§ WHAT NEEDS TO BE DONE
Repeat the material verbatim. Images are excluded from the copy.
+--
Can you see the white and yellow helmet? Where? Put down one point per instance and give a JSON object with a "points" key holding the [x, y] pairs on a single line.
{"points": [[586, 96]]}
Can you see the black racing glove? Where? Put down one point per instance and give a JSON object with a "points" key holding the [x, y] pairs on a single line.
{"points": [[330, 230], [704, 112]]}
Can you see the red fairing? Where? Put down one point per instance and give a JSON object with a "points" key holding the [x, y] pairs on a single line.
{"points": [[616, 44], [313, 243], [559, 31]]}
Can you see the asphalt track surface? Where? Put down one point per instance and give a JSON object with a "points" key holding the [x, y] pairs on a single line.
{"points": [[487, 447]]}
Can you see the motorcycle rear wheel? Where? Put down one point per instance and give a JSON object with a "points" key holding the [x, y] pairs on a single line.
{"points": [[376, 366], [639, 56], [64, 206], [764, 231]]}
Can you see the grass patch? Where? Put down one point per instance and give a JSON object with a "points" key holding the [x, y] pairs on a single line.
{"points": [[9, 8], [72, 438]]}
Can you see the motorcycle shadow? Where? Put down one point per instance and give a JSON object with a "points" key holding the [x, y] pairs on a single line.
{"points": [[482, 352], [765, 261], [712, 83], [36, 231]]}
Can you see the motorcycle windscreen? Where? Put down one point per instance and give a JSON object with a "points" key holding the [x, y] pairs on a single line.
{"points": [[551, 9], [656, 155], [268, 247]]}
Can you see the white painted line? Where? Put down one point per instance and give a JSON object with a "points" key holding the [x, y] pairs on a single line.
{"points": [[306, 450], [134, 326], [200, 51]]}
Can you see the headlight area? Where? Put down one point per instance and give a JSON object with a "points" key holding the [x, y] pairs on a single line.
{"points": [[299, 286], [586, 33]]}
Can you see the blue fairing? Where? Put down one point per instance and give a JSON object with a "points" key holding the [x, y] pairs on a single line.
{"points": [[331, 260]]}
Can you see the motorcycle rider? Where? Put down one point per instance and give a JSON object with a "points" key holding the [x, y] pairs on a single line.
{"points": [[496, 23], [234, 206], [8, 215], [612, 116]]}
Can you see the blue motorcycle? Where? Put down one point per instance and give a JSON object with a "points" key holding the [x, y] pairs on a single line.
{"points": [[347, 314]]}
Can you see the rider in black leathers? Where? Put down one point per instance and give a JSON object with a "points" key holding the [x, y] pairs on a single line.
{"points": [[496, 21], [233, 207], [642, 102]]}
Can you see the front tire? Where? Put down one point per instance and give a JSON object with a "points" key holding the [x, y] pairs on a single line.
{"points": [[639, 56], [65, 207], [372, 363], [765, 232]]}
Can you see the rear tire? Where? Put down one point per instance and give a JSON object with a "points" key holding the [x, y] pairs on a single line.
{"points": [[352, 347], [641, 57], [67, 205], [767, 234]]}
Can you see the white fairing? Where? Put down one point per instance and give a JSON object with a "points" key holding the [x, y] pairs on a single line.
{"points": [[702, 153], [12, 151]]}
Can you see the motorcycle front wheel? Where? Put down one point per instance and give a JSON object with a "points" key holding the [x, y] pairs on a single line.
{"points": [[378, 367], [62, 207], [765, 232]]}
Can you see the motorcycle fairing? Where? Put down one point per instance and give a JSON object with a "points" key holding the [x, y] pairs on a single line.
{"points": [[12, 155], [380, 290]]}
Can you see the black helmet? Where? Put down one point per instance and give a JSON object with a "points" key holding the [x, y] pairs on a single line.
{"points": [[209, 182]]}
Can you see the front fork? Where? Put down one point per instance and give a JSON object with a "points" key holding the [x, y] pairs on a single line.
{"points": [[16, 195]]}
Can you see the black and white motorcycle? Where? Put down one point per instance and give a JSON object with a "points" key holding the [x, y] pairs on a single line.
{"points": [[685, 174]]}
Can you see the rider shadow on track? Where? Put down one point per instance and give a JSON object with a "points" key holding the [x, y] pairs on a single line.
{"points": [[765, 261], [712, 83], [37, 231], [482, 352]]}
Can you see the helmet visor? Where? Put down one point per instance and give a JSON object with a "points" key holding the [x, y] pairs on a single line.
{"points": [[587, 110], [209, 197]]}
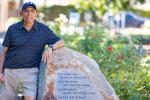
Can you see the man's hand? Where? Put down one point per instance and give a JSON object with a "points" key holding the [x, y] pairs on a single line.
{"points": [[46, 57], [1, 77]]}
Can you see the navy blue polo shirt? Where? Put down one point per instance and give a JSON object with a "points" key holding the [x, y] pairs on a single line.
{"points": [[25, 48]]}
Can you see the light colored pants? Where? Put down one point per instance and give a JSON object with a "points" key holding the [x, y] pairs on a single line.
{"points": [[14, 77]]}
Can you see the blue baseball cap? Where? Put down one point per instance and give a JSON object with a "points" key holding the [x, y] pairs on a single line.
{"points": [[28, 4]]}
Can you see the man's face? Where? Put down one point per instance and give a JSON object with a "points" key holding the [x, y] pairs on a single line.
{"points": [[29, 14]]}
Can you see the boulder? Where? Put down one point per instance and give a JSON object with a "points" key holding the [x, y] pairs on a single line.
{"points": [[71, 75]]}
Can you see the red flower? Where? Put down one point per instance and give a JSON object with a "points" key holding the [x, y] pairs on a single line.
{"points": [[119, 57], [110, 48]]}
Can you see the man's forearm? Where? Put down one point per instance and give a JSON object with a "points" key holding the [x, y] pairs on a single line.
{"points": [[2, 58], [58, 44]]}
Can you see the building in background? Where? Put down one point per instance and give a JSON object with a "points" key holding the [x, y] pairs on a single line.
{"points": [[10, 8]]}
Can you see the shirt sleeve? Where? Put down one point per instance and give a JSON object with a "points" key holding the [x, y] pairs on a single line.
{"points": [[51, 37], [6, 42]]}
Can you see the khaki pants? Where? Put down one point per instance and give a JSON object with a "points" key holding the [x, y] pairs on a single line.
{"points": [[14, 77]]}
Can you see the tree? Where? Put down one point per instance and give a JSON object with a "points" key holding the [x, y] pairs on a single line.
{"points": [[99, 7]]}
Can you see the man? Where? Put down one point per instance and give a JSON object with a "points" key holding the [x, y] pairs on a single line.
{"points": [[23, 46]]}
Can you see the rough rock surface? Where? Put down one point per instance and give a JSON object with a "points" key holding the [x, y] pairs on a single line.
{"points": [[72, 76]]}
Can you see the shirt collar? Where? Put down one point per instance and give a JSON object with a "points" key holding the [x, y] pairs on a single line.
+--
§ THE SOLUTION
Can you see the white and yellow helmet? Where? Put down one point per instance and give a JSON object with a "points" key holding the [x, y] pairs on a single line.
{"points": [[586, 96]]}
Can you see the black racing glove? Where? Put down one point per instance and give a JSON object with a "points" key holding the [x, y] pairs on a single line.
{"points": [[330, 230], [704, 112]]}
Can you see the red fairing? Where? Put down one point per instance and give a JSON object with a "points" key holding the [x, y] pairs on a single line.
{"points": [[616, 44], [313, 243], [559, 31]]}
Can you see the asphalt track surface? Where? Put down one point per instance and give a JSON object with a "points" key holding the [x, y] pairs on a single line.
{"points": [[487, 447]]}
Can you see the motorcycle rear wheel? Where? Put down one point per instance and give a JSON object with a "points" key holding the [x, y] pairs on a single line.
{"points": [[376, 366], [639, 56], [64, 206], [764, 231]]}
Can you see the grass patch? Where? Put down one point per instance and give a JSON object with a "points" key holding the [x, y] pairs on a single line.
{"points": [[9, 8], [72, 438]]}
Can you see the motorcycle shadow? Where? Put down one point per instance and give a JSON object with a "points" key holding the [x, y] pairs on a single line.
{"points": [[482, 352], [765, 261], [712, 83], [36, 231]]}
Can you see the motorcycle windscreen? Where? Put down one point per instance and give a JSON object with a "points" key holding the [x, y] pairs on a single line.
{"points": [[551, 9], [656, 155], [268, 247]]}
Can you see the white painted line? Where? Put down one point per instance and give a JSON object with a "points" key holding the [x, y] pairs on a single line.
{"points": [[306, 450], [134, 326], [200, 51]]}
Can you see the headlight area? Where? Put down one point per instance and give a JSON object with a "points" key holding the [x, y] pairs on a single line.
{"points": [[299, 286], [586, 33]]}
Can you see the blue fairing? Where? Put down one point per instance and give a JSON object with a "points" key holding the [x, y] pairs on a single line.
{"points": [[331, 260]]}
Can you see the motorcycle rider? Where? Put down one point per instance and give a JSON object with a "points" key holding the [x, y] pairs on a single line.
{"points": [[496, 23], [234, 206], [8, 215], [612, 116]]}
Can you see the blue motorcycle? Where? Put down one point per instance and give a JSON object with a "points" key holding the [x, y] pairs on a single line.
{"points": [[347, 314]]}
Can you see the rider in black leathers? Where? Put down one point per instance and give a JSON object with a "points" key holding the [x, y] pairs on a single line.
{"points": [[496, 21], [233, 207], [642, 102]]}
Can you see the front tire? Where? Put down one point per instance and give a JSON object with a "points" key holding the [x, y] pairs on a single line.
{"points": [[639, 56], [65, 207], [372, 363], [765, 232]]}
Can you see the rear tire? Where? Put down one point per instance and give a JSON object with a "points" key holding the [x, y] pairs on a single line.
{"points": [[352, 347], [641, 57], [67, 205], [767, 234]]}
Can you see the white fairing? Where? Put down one point per instance and give a JSON object with a "points" key holding the [x, y] pairs on a single line.
{"points": [[702, 153], [12, 151]]}
Can you see the motorcycle front wheel? Where? Put down one point per instance and give a JSON object with a "points" key holding the [x, y] pairs on a single line.
{"points": [[378, 367], [62, 207], [765, 232]]}
Can you see the motorcycle fairing? Where? Put down one point per instance and give a JSON object with a "points" key holding the [x, y] pairs on a single line.
{"points": [[12, 155], [380, 290]]}
Can you see the black helmet? Where? Put down one point per instance and give a JSON object with a "points" key holding the [x, y] pairs on a single line.
{"points": [[209, 182]]}
Can you see the front fork? Where? Put down one point per instance and give a JSON object with a "points" key holding the [x, y] pairs on a single line.
{"points": [[16, 195]]}
Can you see the black and white motorcycle? Where? Put down one point per instance and give a JSON object with a "points" key holding the [x, y] pairs on a single line.
{"points": [[685, 174]]}
Can you see the rider shadow on track? Where? Put down one point per instance and give a JSON object with a "points" key holding the [x, y] pairs on a single line.
{"points": [[765, 261], [712, 83], [37, 231], [482, 352]]}
Can you see the helmet visor? Where? Put down one point per instance and give a JSON object with a "points" key holding the [x, y] pairs on a single line.
{"points": [[587, 110], [209, 197]]}
Can you see the man's hand? Where? Put down one point per instance and give a JSON object with a "points" key holding the [x, y] pairs on a single line.
{"points": [[46, 57], [1, 77]]}
Can you see the navy blue polo shirt? Where? Put down one point per instance and give a JSON object with a "points" key holding the [x, y] pairs on a single line.
{"points": [[25, 48]]}
Can you see the light colored pants? Where? Put down one point per instance and give a JSON object with a "points" key holding the [x, y] pairs on a single line.
{"points": [[14, 77]]}
Can you see the blue baseball cap? Where? Put down one point per instance and give a JSON object with a "points" key holding the [x, y] pairs on a single line.
{"points": [[28, 4]]}
Can you see the man's face? Where? Put down one point per instance and give a JSON object with a "points" key holding the [x, y] pairs on a single line.
{"points": [[29, 14]]}
Can you see the boulder? Where? Put down one point per instance and give a JSON object with a "points" key holding the [x, y] pairs on a single line.
{"points": [[71, 75]]}
Can you see the red flower? Where? Put down one point per instance and give a JSON object with a "points" key holding the [x, y] pairs on a single line.
{"points": [[119, 57], [110, 48]]}
Can you see the man's forearm? Where? Put down one point per instance and give a JSON object with a "points" key holding the [x, y] pairs on a single line.
{"points": [[2, 58], [58, 44]]}
Can you see the building in background? Where? Put down one point per instance and give a JSON object with a "points" key holding the [x, y] pairs on a single line.
{"points": [[10, 8]]}
Can you see the shirt sleeve? Where? Put down one point per instance and give a JSON object with a "points" key holding the [x, y] pairs on a single line.
{"points": [[51, 37], [6, 42]]}
Can you see the khaki pants? Where? Put down one point per instance and give a JSON object with a "points" key holding the [x, y] pairs on a single line.
{"points": [[14, 77]]}
Can you see the tree? Where? Put down one point per instance and give a JSON object with a "points" key holding the [x, y] pairs on a single line.
{"points": [[99, 7]]}
Can you see the man? Where? Put down one point per instance and give a JSON object with a "points" key holding the [x, y] pairs on a single line.
{"points": [[23, 46]]}
Can you see the rough rock surface? Where? Put down one point per instance and give a JSON object with a "points" key holding the [x, y] pairs on a single line.
{"points": [[72, 76]]}
Can you see the shirt collar? Where? Put down one point per instance and give a JSON object with a "points" key holding the [x, y] pairs on a single line.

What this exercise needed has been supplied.